● Your instructions:
Could you give the data below again, exactly and completely?

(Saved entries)
········

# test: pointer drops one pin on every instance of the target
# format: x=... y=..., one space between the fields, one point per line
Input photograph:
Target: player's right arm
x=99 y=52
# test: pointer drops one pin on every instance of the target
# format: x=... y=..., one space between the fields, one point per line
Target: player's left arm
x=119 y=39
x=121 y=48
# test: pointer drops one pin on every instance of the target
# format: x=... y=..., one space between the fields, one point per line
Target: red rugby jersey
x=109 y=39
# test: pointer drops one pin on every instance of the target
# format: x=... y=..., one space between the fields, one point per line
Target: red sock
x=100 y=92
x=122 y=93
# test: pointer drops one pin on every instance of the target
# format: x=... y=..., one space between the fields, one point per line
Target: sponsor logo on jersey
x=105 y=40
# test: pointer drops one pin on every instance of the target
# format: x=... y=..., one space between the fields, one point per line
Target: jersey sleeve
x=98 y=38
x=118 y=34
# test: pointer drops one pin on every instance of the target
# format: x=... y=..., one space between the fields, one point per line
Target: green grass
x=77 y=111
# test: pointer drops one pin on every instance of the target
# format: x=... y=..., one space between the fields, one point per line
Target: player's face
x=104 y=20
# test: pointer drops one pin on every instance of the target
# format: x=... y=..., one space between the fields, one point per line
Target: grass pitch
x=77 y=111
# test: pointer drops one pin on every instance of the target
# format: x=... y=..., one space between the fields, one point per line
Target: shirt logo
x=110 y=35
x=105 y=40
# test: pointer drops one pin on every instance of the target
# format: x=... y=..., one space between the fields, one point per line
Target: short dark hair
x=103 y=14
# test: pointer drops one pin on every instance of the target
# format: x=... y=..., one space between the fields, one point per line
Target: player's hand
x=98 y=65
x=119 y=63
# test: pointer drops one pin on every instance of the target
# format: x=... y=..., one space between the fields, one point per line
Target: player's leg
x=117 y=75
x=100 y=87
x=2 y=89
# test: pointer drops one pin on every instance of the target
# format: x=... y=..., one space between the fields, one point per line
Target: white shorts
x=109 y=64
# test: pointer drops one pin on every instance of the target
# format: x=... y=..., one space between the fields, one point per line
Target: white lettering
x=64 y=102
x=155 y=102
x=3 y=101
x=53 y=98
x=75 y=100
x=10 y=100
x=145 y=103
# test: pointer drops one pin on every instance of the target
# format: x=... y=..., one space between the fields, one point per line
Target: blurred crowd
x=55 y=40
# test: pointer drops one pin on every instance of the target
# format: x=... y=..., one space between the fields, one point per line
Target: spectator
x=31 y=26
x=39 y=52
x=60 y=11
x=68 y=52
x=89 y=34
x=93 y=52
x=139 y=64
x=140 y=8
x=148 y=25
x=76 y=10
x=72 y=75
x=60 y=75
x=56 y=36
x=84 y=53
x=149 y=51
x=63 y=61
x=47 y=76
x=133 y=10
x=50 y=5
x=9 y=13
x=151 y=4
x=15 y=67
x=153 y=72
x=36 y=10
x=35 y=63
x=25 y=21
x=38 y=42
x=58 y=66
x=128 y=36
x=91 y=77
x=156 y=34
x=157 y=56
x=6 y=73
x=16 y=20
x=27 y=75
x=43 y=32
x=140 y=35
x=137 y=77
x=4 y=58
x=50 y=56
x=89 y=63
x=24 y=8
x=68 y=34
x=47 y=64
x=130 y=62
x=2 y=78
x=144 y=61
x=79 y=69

········

● Task result:
# test: pointer drops one pin on every instance of the target
# format: x=... y=..., one space between the fields, one point per line
Input photograph:
Target: player's right arm
x=99 y=52
# test: pointer drops one pin on every instance of the target
# format: x=... y=..., one space between the fields, one point per line
Target: player's left arm
x=119 y=39
x=121 y=48
# test: pointer drops one pin on every instance of the target
# format: x=... y=..., one space between the fields, one point per line
Target: red rugby jersey
x=109 y=39
# test: pointer drops one pin on every instance of the target
# format: x=... y=..., one space between the fields, one point per line
Target: red sock
x=100 y=92
x=122 y=93
# test: pointer drops one pin on every instance of the target
# format: x=... y=..., one space between the fields, one point per line
Target: sponsor logo on jersey
x=105 y=40
# test: pointer drops one pin on every instance of the target
# format: x=... y=..., one space between the fields, one point per line
Target: jersey sleeve
x=98 y=38
x=118 y=34
# test: pointer drops one pin on every instance of the target
# format: x=... y=..., one space between the fields, one point per line
Target: green grass
x=77 y=111
# test: pointer drops one pin on every instance of the target
# format: x=... y=..., one space between the fields, one point per line
Target: player's face
x=104 y=20
# test: pointer drops one pin on every instance of the target
# format: x=... y=..., one space between the fields, one point per line
Target: grass pitch
x=77 y=111
# test: pointer drops one pin on every instance of the target
# format: x=... y=..., one space between the fields, one point per line
Target: shirt logo
x=110 y=35
x=105 y=40
# test: pointer drops one pin on every instance of the target
# format: x=... y=..., one space between the fields, one point per line
Target: short dark hair
x=103 y=14
# test: pointer drops one pin on every instance of the target
# format: x=... y=..., one space between the fields, one point per line
Target: player's hand
x=98 y=65
x=119 y=63
# test: pointer drops one pin on every instance of the target
# format: x=... y=..., one space between the fields, one point per line
Target: player's leg
x=117 y=75
x=100 y=87
x=2 y=89
# test: pointer drops one pin on every instance of the target
# format: x=... y=..., one space between the fields, one point per line
Target: white shorts
x=109 y=64
# test: pointer drops one pin on every instance of the target
# format: x=... y=..., one space between the fields, one point per line
Target: white lettering
x=64 y=102
x=155 y=102
x=3 y=101
x=53 y=98
x=75 y=100
x=10 y=100
x=145 y=103
# test: pointer drops one pin on every instance of the target
# format: x=... y=..., one space between the fields, one point per line
Target: blurred crowd
x=55 y=40
# test: pointer drops one pin on every instance of the target
# format: x=... y=..., one space between the fields, one point per line
Target: spectator
x=31 y=26
x=39 y=52
x=60 y=11
x=68 y=52
x=89 y=34
x=93 y=52
x=139 y=64
x=140 y=8
x=148 y=25
x=76 y=10
x=72 y=75
x=60 y=75
x=56 y=36
x=84 y=53
x=149 y=51
x=63 y=61
x=47 y=76
x=133 y=10
x=50 y=5
x=9 y=13
x=151 y=4
x=15 y=67
x=153 y=72
x=36 y=10
x=35 y=63
x=25 y=21
x=38 y=42
x=58 y=66
x=128 y=36
x=91 y=77
x=156 y=34
x=157 y=56
x=6 y=73
x=16 y=20
x=27 y=75
x=43 y=32
x=140 y=35
x=137 y=77
x=4 y=58
x=50 y=56
x=89 y=63
x=24 y=8
x=68 y=34
x=47 y=64
x=130 y=62
x=2 y=78
x=144 y=61
x=79 y=69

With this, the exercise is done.